- _EXERCISE_
Please format every line of the listing below as a JSON list of strings, one string per line, with blank lines left out.
-- BEGIN ENTRIES SHOWN --
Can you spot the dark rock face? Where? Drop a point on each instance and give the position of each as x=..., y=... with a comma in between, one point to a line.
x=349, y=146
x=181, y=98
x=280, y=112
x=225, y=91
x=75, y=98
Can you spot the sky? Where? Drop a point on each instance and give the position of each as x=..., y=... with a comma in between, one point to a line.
-- END ENTRIES SHOWN --
- _SOLUTION TO THIS TASK_
[
  "Can you spot the dark rock face? Where? Drop a point on each instance and give the position of each as x=..., y=... with a comma in between, one point to a line.",
  "x=349, y=146",
  "x=181, y=98",
  "x=280, y=112",
  "x=225, y=91",
  "x=75, y=98",
  "Can you spot the sky? Where? Drop a point on each instance and give the position of each as x=..., y=... with a comma in between, one point to a line."
]